Recorded data:
# # # # #

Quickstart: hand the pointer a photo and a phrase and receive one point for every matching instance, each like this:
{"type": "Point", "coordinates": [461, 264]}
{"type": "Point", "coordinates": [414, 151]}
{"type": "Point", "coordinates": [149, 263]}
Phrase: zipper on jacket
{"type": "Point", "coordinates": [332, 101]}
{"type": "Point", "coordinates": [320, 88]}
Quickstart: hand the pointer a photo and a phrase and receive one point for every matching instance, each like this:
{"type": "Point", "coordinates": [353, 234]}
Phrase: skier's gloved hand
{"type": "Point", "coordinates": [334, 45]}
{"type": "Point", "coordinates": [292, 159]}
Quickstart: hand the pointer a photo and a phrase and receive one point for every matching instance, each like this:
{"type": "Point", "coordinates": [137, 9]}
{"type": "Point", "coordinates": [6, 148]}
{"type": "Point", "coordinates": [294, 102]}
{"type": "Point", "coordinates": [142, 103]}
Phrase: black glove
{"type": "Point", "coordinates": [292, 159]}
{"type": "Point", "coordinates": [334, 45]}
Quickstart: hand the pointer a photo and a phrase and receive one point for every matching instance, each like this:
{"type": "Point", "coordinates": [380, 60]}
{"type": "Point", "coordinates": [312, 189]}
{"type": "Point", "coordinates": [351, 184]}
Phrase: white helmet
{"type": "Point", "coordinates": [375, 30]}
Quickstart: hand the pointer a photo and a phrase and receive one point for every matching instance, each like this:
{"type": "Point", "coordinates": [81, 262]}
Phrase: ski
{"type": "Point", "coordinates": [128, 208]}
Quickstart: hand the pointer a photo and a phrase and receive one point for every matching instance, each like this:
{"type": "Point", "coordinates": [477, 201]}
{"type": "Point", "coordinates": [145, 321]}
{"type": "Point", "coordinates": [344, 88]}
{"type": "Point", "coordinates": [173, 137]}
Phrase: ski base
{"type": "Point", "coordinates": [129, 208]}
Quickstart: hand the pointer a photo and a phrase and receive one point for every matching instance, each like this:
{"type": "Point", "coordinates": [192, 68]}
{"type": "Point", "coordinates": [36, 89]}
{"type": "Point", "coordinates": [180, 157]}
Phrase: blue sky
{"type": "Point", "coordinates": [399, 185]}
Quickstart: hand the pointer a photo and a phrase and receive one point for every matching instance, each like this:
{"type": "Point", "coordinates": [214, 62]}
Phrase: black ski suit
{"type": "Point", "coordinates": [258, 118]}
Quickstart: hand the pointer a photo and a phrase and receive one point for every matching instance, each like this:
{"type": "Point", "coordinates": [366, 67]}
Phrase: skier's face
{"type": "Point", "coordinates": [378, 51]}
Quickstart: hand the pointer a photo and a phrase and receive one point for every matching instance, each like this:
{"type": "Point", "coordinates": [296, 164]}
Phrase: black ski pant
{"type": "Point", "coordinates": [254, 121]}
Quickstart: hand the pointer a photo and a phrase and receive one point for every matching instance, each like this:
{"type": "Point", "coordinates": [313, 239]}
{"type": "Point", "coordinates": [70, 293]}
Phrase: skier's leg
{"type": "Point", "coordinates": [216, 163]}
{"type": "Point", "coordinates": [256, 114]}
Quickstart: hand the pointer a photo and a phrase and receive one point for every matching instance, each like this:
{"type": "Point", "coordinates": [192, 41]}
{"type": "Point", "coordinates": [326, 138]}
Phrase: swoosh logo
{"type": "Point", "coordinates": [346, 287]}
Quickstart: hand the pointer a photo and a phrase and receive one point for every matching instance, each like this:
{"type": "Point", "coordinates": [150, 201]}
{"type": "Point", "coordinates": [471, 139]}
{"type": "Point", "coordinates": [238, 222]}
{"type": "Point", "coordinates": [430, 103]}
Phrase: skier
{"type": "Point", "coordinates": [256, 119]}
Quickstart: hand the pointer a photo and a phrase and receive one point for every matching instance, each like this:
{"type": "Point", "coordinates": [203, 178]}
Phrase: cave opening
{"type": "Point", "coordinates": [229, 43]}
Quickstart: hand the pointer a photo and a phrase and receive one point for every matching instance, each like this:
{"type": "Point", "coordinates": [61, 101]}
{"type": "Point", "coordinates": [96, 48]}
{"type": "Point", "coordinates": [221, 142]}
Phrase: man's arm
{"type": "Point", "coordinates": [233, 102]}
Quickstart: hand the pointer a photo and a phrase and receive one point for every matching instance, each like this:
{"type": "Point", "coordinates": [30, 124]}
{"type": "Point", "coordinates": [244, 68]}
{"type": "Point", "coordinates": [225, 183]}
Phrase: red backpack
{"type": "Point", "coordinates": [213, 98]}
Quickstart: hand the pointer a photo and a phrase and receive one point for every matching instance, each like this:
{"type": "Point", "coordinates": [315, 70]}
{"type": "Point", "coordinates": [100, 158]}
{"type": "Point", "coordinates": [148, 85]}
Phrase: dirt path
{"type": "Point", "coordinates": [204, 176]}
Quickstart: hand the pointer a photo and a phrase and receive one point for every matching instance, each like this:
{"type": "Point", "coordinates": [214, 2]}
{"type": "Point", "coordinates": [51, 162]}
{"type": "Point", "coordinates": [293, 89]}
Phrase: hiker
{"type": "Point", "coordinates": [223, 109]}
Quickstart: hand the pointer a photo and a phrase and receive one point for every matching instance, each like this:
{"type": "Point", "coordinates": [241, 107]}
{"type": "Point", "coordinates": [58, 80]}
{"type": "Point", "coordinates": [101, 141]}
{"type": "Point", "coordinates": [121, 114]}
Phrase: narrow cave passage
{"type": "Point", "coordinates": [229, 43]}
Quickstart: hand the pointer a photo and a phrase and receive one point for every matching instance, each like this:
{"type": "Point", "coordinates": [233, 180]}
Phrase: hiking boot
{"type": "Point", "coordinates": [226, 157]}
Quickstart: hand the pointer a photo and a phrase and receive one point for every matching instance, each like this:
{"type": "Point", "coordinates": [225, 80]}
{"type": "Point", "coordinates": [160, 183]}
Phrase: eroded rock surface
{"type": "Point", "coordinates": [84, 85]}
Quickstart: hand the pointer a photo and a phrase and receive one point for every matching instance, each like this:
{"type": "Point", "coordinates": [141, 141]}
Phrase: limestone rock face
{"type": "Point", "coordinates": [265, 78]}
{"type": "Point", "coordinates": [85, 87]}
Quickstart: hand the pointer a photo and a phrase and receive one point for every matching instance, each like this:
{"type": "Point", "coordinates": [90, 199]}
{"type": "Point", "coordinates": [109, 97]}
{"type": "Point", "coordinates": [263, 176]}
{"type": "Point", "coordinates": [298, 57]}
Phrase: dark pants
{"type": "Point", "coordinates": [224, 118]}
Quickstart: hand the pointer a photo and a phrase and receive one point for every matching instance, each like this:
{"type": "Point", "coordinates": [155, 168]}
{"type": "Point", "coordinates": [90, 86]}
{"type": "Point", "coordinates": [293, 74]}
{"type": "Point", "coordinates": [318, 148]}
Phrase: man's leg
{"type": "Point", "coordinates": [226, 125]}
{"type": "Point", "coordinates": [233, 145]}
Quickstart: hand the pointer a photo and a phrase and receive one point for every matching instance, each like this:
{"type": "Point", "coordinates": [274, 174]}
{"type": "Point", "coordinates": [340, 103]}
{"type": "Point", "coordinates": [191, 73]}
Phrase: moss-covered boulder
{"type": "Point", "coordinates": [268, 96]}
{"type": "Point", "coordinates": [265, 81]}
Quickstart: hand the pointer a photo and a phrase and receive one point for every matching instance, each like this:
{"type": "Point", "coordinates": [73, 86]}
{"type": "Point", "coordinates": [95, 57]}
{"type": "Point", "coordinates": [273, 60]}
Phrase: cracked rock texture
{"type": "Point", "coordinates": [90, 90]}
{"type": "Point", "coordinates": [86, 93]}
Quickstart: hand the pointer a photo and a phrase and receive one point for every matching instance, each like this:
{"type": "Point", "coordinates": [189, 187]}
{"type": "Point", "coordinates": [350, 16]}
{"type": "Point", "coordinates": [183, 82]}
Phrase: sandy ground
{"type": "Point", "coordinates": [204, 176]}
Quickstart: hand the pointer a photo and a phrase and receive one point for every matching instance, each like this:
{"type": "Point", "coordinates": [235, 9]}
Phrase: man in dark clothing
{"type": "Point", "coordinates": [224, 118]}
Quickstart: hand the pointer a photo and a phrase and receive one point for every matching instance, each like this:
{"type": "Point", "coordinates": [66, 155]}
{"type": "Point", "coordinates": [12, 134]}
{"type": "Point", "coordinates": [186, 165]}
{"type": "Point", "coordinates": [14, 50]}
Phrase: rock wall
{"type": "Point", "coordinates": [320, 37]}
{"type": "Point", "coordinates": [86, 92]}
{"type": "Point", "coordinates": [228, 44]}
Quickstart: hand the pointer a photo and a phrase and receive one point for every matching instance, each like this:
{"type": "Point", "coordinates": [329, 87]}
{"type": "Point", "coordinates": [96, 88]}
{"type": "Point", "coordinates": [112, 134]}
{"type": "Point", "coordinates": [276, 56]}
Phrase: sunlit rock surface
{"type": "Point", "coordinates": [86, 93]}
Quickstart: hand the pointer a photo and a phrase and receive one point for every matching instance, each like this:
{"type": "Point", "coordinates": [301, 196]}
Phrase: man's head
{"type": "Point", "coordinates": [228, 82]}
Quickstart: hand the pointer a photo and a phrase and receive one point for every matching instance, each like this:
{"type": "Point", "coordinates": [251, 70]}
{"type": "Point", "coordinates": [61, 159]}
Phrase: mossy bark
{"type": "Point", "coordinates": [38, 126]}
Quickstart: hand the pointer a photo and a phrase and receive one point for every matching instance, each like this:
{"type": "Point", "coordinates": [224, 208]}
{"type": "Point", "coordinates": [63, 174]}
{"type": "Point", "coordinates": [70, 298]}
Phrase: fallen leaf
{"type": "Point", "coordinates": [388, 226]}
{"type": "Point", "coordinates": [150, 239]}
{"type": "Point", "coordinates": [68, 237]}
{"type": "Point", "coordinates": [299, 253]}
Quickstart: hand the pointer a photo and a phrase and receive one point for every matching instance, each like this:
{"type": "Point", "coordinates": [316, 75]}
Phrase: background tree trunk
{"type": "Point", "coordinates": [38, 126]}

# # # # #

:: GOAL OF THE EXERCISE ::
Copy exactly the lines from the one containing "Phrase: man's head" through the last line of the records, both included, and nothing else.

:: TASK SOLUTION ::
Phrase: man's head
{"type": "Point", "coordinates": [228, 82]}
Quickstart: hand the pointer a photo and a phrase and receive one point for every matching instance, each like this:
{"type": "Point", "coordinates": [251, 70]}
{"type": "Point", "coordinates": [61, 159]}
Phrase: mossy bark
{"type": "Point", "coordinates": [38, 126]}
Quickstart: hand the pointer a photo and a phrase and receive one point for every matching instance, each like this:
{"type": "Point", "coordinates": [224, 208]}
{"type": "Point", "coordinates": [63, 174]}
{"type": "Point", "coordinates": [70, 298]}
Phrase: fallen leaf
{"type": "Point", "coordinates": [388, 226]}
{"type": "Point", "coordinates": [150, 239]}
{"type": "Point", "coordinates": [68, 237]}
{"type": "Point", "coordinates": [299, 253]}
Quickstart: hand the pointer a photo and a phrase and receive one point for every matching instance, each like this:
{"type": "Point", "coordinates": [316, 75]}
Phrase: background tree trunk
{"type": "Point", "coordinates": [38, 126]}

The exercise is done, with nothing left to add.